(Saved data entries)

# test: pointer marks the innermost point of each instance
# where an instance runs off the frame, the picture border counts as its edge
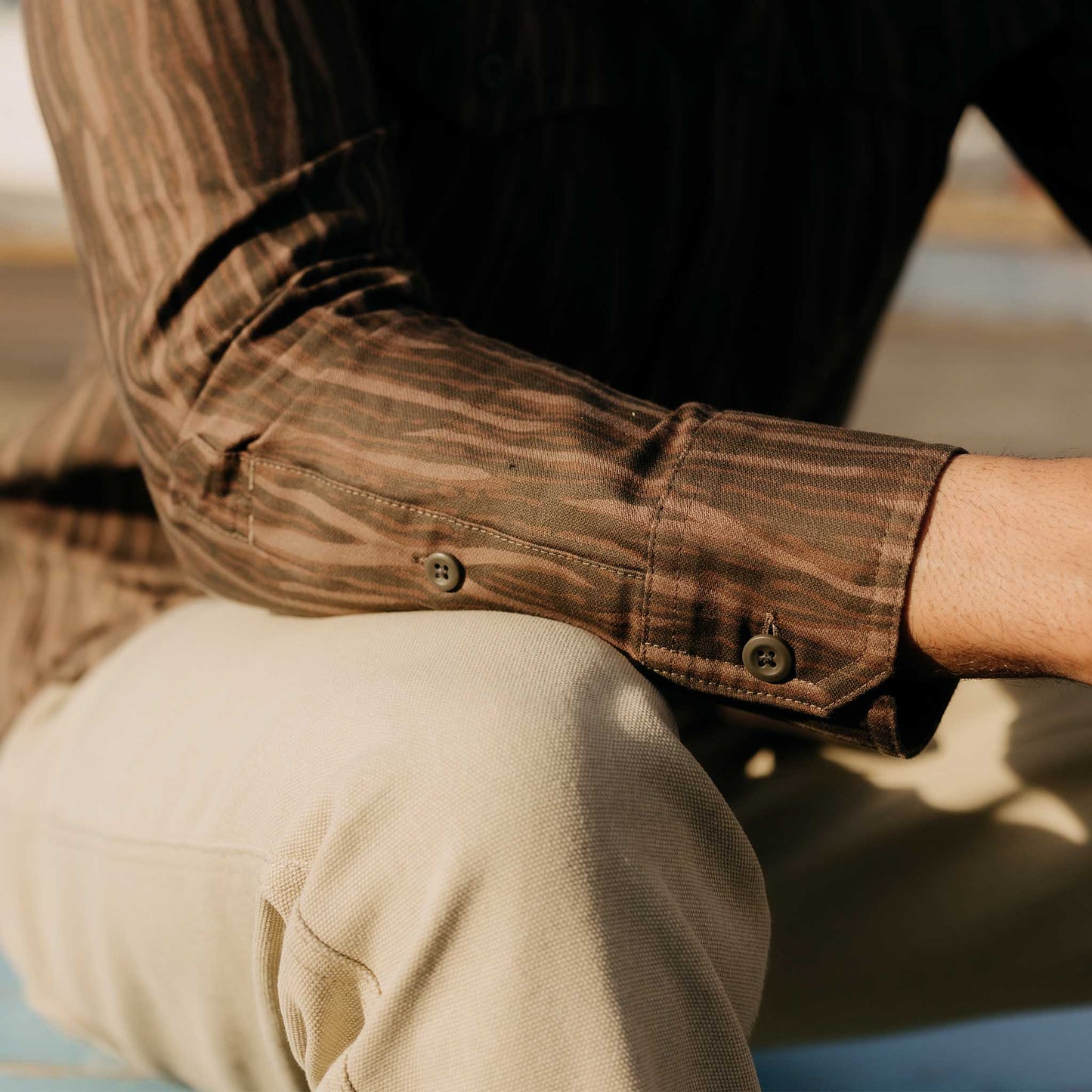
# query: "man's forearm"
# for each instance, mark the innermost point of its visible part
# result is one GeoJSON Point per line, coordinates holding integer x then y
{"type": "Point", "coordinates": [1001, 584]}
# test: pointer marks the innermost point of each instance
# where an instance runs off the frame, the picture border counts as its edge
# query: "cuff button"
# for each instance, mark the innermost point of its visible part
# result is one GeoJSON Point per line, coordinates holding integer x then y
{"type": "Point", "coordinates": [768, 659]}
{"type": "Point", "coordinates": [444, 571]}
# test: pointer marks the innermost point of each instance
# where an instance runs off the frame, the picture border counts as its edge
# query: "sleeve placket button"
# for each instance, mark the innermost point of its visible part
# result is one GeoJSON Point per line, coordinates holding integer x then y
{"type": "Point", "coordinates": [768, 659]}
{"type": "Point", "coordinates": [444, 571]}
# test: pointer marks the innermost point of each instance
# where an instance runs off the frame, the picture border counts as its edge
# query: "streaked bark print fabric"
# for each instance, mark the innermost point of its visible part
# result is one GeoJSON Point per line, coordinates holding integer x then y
{"type": "Point", "coordinates": [576, 297]}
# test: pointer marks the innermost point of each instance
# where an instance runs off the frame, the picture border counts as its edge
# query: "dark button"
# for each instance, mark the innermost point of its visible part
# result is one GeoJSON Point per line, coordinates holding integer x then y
{"type": "Point", "coordinates": [768, 659]}
{"type": "Point", "coordinates": [444, 571]}
{"type": "Point", "coordinates": [493, 71]}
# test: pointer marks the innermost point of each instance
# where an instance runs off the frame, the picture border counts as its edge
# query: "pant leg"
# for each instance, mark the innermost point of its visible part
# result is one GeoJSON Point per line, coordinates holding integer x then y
{"type": "Point", "coordinates": [952, 886]}
{"type": "Point", "coordinates": [393, 852]}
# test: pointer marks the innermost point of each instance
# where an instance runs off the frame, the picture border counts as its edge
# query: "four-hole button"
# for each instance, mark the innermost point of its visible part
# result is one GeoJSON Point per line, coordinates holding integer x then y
{"type": "Point", "coordinates": [444, 571]}
{"type": "Point", "coordinates": [768, 659]}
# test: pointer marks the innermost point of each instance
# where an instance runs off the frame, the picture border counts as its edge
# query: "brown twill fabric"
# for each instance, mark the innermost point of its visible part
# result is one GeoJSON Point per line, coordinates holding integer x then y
{"type": "Point", "coordinates": [334, 248]}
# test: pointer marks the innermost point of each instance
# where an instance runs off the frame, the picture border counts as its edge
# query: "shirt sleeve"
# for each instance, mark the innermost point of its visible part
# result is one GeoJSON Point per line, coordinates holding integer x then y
{"type": "Point", "coordinates": [311, 431]}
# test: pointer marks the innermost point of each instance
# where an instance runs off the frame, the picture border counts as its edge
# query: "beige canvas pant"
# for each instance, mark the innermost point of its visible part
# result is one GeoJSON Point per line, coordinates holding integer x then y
{"type": "Point", "coordinates": [469, 851]}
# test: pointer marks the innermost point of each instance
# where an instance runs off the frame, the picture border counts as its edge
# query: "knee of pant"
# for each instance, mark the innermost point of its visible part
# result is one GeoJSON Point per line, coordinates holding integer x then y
{"type": "Point", "coordinates": [480, 728]}
{"type": "Point", "coordinates": [523, 719]}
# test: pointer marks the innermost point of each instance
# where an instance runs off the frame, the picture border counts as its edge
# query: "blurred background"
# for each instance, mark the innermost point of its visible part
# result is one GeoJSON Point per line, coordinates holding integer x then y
{"type": "Point", "coordinates": [988, 345]}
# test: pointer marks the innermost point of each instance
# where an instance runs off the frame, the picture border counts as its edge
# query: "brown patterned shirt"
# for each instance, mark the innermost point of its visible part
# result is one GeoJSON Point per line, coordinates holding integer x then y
{"type": "Point", "coordinates": [574, 299]}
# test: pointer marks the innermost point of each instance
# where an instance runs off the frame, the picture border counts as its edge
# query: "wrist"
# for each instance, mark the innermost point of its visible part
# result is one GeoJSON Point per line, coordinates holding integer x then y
{"type": "Point", "coordinates": [1001, 583]}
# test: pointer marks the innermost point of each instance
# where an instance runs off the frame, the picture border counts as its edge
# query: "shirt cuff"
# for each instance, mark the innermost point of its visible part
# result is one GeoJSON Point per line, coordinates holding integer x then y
{"type": "Point", "coordinates": [807, 532]}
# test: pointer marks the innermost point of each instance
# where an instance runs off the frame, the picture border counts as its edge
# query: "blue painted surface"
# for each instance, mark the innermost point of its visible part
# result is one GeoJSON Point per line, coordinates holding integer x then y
{"type": "Point", "coordinates": [1048, 1052]}
{"type": "Point", "coordinates": [1045, 1052]}
{"type": "Point", "coordinates": [36, 1058]}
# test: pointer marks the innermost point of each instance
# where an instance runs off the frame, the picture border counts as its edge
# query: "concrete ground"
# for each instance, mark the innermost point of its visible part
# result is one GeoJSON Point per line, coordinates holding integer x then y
{"type": "Point", "coordinates": [991, 382]}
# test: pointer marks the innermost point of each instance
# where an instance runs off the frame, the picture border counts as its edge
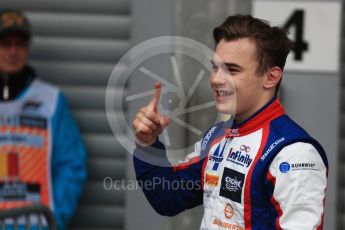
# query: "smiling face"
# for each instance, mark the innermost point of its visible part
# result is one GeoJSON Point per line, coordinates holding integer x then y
{"type": "Point", "coordinates": [14, 50]}
{"type": "Point", "coordinates": [237, 86]}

## TASK DIRECTIONS
Give every entry above again, exactly, and keep all pictures out of it.

## SOLVED EXERCISE
# test: pointer marks the innermost point of each instance
# where an instance runs off the frame, the picture border counts as its edge
# query: "man's forearm"
# for each instance, mark the innermost point of its visible part
# result is one GeoJSON Point per line, coordinates holding integer x then y
{"type": "Point", "coordinates": [1001, 584]}
# test: pointer marks the innermost point of each instance
# where an instance runs off the frame, the picture border counts as its edge
# query: "cuff button"
# for each instance, mark the innermost point of its visible part
# result is one GeoJSON Point per line, coordinates holding integer x then y
{"type": "Point", "coordinates": [768, 659]}
{"type": "Point", "coordinates": [444, 571]}
# test: pointer marks the innermost point of each instance
# where an instance runs off the frame, the picture border counts as its edge
# query: "sleeve placket button"
# for each instance, mark the innermost point of its visible part
# result is one GeoJSON Point per line, coordinates holding integer x then y
{"type": "Point", "coordinates": [768, 659]}
{"type": "Point", "coordinates": [444, 571]}
# test: pointer marks the innermost point of each instance
# where an instance runs off the frame, the picture border counts as its edge
# query: "streaked bark print fabric"
# for each instance, mark the innermost point of its visible part
# result is one GeoJSON Point per line, coordinates holding integer x then y
{"type": "Point", "coordinates": [576, 297]}
# test: pointer marks the innermost point of each instance
# where an instance runs off the frame, the picture border counts as its edge
# query: "dark button"
# for each instance, mark the innermost point of its visible part
# result is one GeoJSON Point per line, coordinates holding integer x then y
{"type": "Point", "coordinates": [768, 659]}
{"type": "Point", "coordinates": [444, 571]}
{"type": "Point", "coordinates": [493, 71]}
# test: pointer marks the innermost point of each instance
# where an instance runs off the frame, the picture border counts as its edge
# query: "pant leg"
# for each instance, mark the innermost point of its visible part
# result is one GeoJSON Point per line, coordinates holding integer x then y
{"type": "Point", "coordinates": [952, 886]}
{"type": "Point", "coordinates": [393, 852]}
# test: pointer marks the innermost point of each instance
# where an instance runs off the frame, the picture border counts as its edge
# query: "four-hole button"
# for each instance, mark the innermost point of its visible part
# result is one GeoJSON Point per line, coordinates holding integer x then y
{"type": "Point", "coordinates": [444, 571]}
{"type": "Point", "coordinates": [768, 659]}
# test: pointer marks the innermost point of each instance
# where an instance runs off the frame, the picture border counts as its edge
# query: "brown twill fabric"
# for each instance, mark the innermost point of its visible part
# result is one GeoJSON Point per line, coordinates holding integer x then y
{"type": "Point", "coordinates": [334, 248]}
# test: pointer marks the innermost point of each instance
# where an instance runs off the frame, the picture border counts as its edge
# query: "shirt sleeve"
# for each instance, mark the innermost point of its visible part
# result is one GeoJSON Point per line, coordinates holding integer x then y
{"type": "Point", "coordinates": [311, 431]}
# test: pointer marks the innermost point of each instance
# where an instance runs off the frame, the picture border counts as its edge
# query: "beige canvas pant"
# for each instance, mark the innermost point of its visible part
# result is one GeoJSON Point per line, coordinates holding integer x then y
{"type": "Point", "coordinates": [469, 851]}
# test: pointer marks the innermost point of each instance
# where an instance runs off the frame, the picture border counts as its edge
# query: "knee of pant"
# for each instance, mark the innermost point of its visible part
# result is one GeoJSON Point per line, coordinates holding integer x then y
{"type": "Point", "coordinates": [480, 728]}
{"type": "Point", "coordinates": [523, 719]}
# test: pointer marks the innermost point of each instance
# where an instance runs off the frame, the picture border counts as its edge
# query: "blurred background"
# for each instance, mark the innermost point of its visible part
# result is one GeoJSON Point per line, coordinates holding integer x then y
{"type": "Point", "coordinates": [988, 345]}
# test: pointer marks the innermost point of each instance
# where an instance runs off the frame, the picture border counts as its edge
# query: "brown patterned shirt"
# for each instance, mark the innermost point of its visible part
# result is one GeoJSON Point per line, coordinates holding integer x then y
{"type": "Point", "coordinates": [574, 299]}
# test: pointer marks the innermost point of each instance
# where an instance runs off the frame, the picture border counts as its edge
# query: "wrist"
# for each instance, mark the innermost point of its visible part
# result is one GeoJSON Point per line, coordinates holding integer x then y
{"type": "Point", "coordinates": [1001, 583]}
# test: pointer marks the innermost point of each instance
# where an instance runs off the frame, the picture border counts as its edge
# query: "shirt cuff"
# for each instance, mark the innermost point of its visible part
# result is one GeoJSON Point per line, coordinates holding integer x then y
{"type": "Point", "coordinates": [807, 532]}
# test: pointer marks the innermost point of each instance
# where an instance runs off the frame, the picture border counts as its edge
# query: "blue painted surface"
# for each instance, mark the innermost point of its visible part
# result is one GeoJSON Point per line, coordinates holding integer x then y
{"type": "Point", "coordinates": [1048, 1052]}
{"type": "Point", "coordinates": [1045, 1052]}
{"type": "Point", "coordinates": [36, 1058]}
# test: pointer marks the innermost point of each instance
# where an instance runs off the frame, the picture border counts as its edge
# query: "concrete ground"
# for each instance, mark the innermost point of its visible part
# result is one GeoJSON Point per line, coordinates holding integer x then y
{"type": "Point", "coordinates": [991, 382]}
# test: pointer marks the innermost point of each instance
# where an instance runs off the frame, the picture border counts as its edge
# query: "smiling face"
# for each instance, mark the innermost point of its visible part
# result is one GeoJSON Point per line, coordinates holding integer x then y
{"type": "Point", "coordinates": [14, 50]}
{"type": "Point", "coordinates": [237, 86]}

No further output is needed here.